(Mask labeling items)

..............................

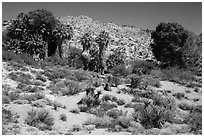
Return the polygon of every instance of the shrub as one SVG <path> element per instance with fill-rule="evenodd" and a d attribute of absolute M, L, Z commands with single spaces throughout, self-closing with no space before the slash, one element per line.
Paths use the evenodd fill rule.
<path fill-rule="evenodd" d="M 13 91 L 8 93 L 8 97 L 10 98 L 11 101 L 17 100 L 20 96 L 19 93 Z"/>
<path fill-rule="evenodd" d="M 125 67 L 125 65 L 116 65 L 112 69 L 112 75 L 113 76 L 123 76 L 126 77 L 130 74 L 130 71 Z"/>
<path fill-rule="evenodd" d="M 88 119 L 84 125 L 95 125 L 96 128 L 108 128 L 112 124 L 112 119 L 110 117 L 96 117 L 92 119 Z"/>
<path fill-rule="evenodd" d="M 118 99 L 116 102 L 119 106 L 124 105 L 125 104 L 125 100 L 124 99 Z"/>
<path fill-rule="evenodd" d="M 156 68 L 156 63 L 148 62 L 144 60 L 135 60 L 131 62 L 132 73 L 136 75 L 147 75 L 150 74 L 151 70 Z"/>
<path fill-rule="evenodd" d="M 42 93 L 24 94 L 24 95 L 21 95 L 19 98 L 21 100 L 28 100 L 29 103 L 31 103 L 32 101 L 45 98 L 45 95 Z"/>
<path fill-rule="evenodd" d="M 74 76 L 76 77 L 76 79 L 78 80 L 78 81 L 84 81 L 84 80 L 88 80 L 89 79 L 89 77 L 88 77 L 88 75 L 86 74 L 86 72 L 85 71 L 75 71 L 74 72 Z"/>
<path fill-rule="evenodd" d="M 63 109 L 66 108 L 65 105 L 63 105 L 62 103 L 60 103 L 60 102 L 58 102 L 58 101 L 54 101 L 54 102 L 53 102 L 53 107 L 54 107 L 55 110 L 57 110 L 57 108 L 63 108 Z"/>
<path fill-rule="evenodd" d="M 146 128 L 162 128 L 165 121 L 172 122 L 173 115 L 171 111 L 164 107 L 149 105 L 144 109 L 134 112 L 135 120 L 140 120 L 141 124 Z"/>
<path fill-rule="evenodd" d="M 202 134 L 202 112 L 193 112 L 186 119 L 190 131 L 194 134 Z"/>
<path fill-rule="evenodd" d="M 105 111 L 107 111 L 107 110 L 112 109 L 112 108 L 117 108 L 117 105 L 115 103 L 103 102 L 100 105 L 100 108 L 102 108 Z"/>
<path fill-rule="evenodd" d="M 106 111 L 103 108 L 90 108 L 88 112 L 96 115 L 97 117 L 103 117 L 106 114 Z"/>
<path fill-rule="evenodd" d="M 180 103 L 178 107 L 182 110 L 193 110 L 193 106 L 187 103 Z"/>
<path fill-rule="evenodd" d="M 67 53 L 67 61 L 70 67 L 82 68 L 83 62 L 81 60 L 82 50 L 73 46 L 70 46 Z"/>
<path fill-rule="evenodd" d="M 123 116 L 125 114 L 122 110 L 118 110 L 116 108 L 113 108 L 113 109 L 108 110 L 106 112 L 106 115 L 111 117 L 111 118 L 117 119 L 118 117 Z"/>
<path fill-rule="evenodd" d="M 182 66 L 182 50 L 187 31 L 177 23 L 161 22 L 151 35 L 154 43 L 151 44 L 152 52 L 158 61 L 168 66 Z"/>
<path fill-rule="evenodd" d="M 75 108 L 75 109 L 70 110 L 70 112 L 72 112 L 74 114 L 79 114 L 80 109 Z"/>
<path fill-rule="evenodd" d="M 6 96 L 6 95 L 2 95 L 2 104 L 10 104 L 11 99 Z"/>
<path fill-rule="evenodd" d="M 103 95 L 103 97 L 102 97 L 101 100 L 107 102 L 107 101 L 109 101 L 109 100 L 112 100 L 112 98 L 113 98 L 112 95 L 105 94 L 105 95 Z"/>
<path fill-rule="evenodd" d="M 80 105 L 79 110 L 80 112 L 87 112 L 90 108 L 87 105 Z"/>
<path fill-rule="evenodd" d="M 3 50 L 3 49 L 2 49 L 2 59 L 4 61 L 16 61 L 18 63 L 23 63 L 23 60 L 19 54 L 16 54 L 12 51 Z"/>
<path fill-rule="evenodd" d="M 191 82 L 195 80 L 195 76 L 191 71 L 178 69 L 175 67 L 162 70 L 164 73 L 163 80 L 169 80 L 172 82 L 177 82 L 179 84 L 185 84 L 186 82 Z"/>
<path fill-rule="evenodd" d="M 121 78 L 118 77 L 118 76 L 113 76 L 113 77 L 110 77 L 108 83 L 110 84 L 110 86 L 112 87 L 117 87 L 118 85 L 121 84 Z"/>
<path fill-rule="evenodd" d="M 2 106 L 2 125 L 18 123 L 19 115 L 12 112 L 9 107 Z"/>
<path fill-rule="evenodd" d="M 67 121 L 67 116 L 65 114 L 60 115 L 60 120 Z"/>
<path fill-rule="evenodd" d="M 54 125 L 54 118 L 50 112 L 45 109 L 32 109 L 28 112 L 28 117 L 25 123 L 29 126 L 34 126 L 40 130 L 51 130 Z"/>
<path fill-rule="evenodd" d="M 39 75 L 39 74 L 36 75 L 36 80 L 41 80 L 42 82 L 46 82 L 47 81 L 46 77 L 44 77 L 42 75 Z"/>
<path fill-rule="evenodd" d="M 178 93 L 173 94 L 173 96 L 180 100 L 185 97 L 185 94 L 178 92 Z"/>

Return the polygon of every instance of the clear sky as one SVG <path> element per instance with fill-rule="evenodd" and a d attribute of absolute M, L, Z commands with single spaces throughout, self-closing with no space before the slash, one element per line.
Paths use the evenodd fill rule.
<path fill-rule="evenodd" d="M 202 32 L 201 2 L 3 2 L 2 19 L 16 17 L 18 12 L 45 8 L 54 16 L 86 15 L 102 22 L 132 24 L 137 28 L 155 29 L 160 22 L 177 22 L 184 28 Z"/>

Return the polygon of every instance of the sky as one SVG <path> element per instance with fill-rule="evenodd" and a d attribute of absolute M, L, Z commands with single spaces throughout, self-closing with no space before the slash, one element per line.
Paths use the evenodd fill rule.
<path fill-rule="evenodd" d="M 177 22 L 189 31 L 202 33 L 201 2 L 3 2 L 2 20 L 42 8 L 52 11 L 55 17 L 86 15 L 141 29 L 154 30 L 160 22 Z"/>

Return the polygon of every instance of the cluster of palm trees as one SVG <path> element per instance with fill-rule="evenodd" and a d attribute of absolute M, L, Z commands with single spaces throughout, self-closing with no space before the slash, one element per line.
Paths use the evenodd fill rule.
<path fill-rule="evenodd" d="M 85 70 L 90 70 L 96 67 L 96 71 L 104 74 L 106 68 L 106 49 L 110 41 L 109 33 L 106 31 L 101 31 L 100 34 L 94 39 L 91 32 L 85 33 L 81 37 L 81 44 L 83 46 L 82 60 Z M 95 44 L 98 45 L 98 50 L 94 50 Z M 93 63 L 93 60 L 96 63 Z"/>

..............................

» **TASK REQUIREMENTS**: Reproduce the lines of the items verbatim, starting at the line that contains "Return the polygon of every instance of the clear" and ending at the line that contains "177 22 L 189", with both of those lines included.

» **TASK ANSWER**:
Return the polygon of every instance of the clear sky as one SVG <path> element per instance with fill-rule="evenodd" and a d attribute of absolute M, L, Z commands with single spaces throughout, self-closing with no space before the slash, one element per line.
Paths use the evenodd fill rule.
<path fill-rule="evenodd" d="M 202 32 L 201 2 L 3 2 L 2 19 L 16 17 L 18 12 L 45 8 L 54 16 L 86 15 L 102 22 L 132 24 L 137 28 L 155 29 L 160 22 L 177 22 L 184 28 Z"/>

Return the polygon of every instance of the sky as one SVG <path> element per instance with fill-rule="evenodd" and a d attribute of absolute M, L, Z commands with single spaces throughout, self-closing with no space before the slash, one element per line.
Paths use the evenodd fill rule.
<path fill-rule="evenodd" d="M 177 22 L 189 31 L 202 33 L 201 2 L 3 2 L 2 20 L 42 8 L 52 11 L 55 17 L 86 15 L 141 29 L 154 30 L 160 22 Z"/>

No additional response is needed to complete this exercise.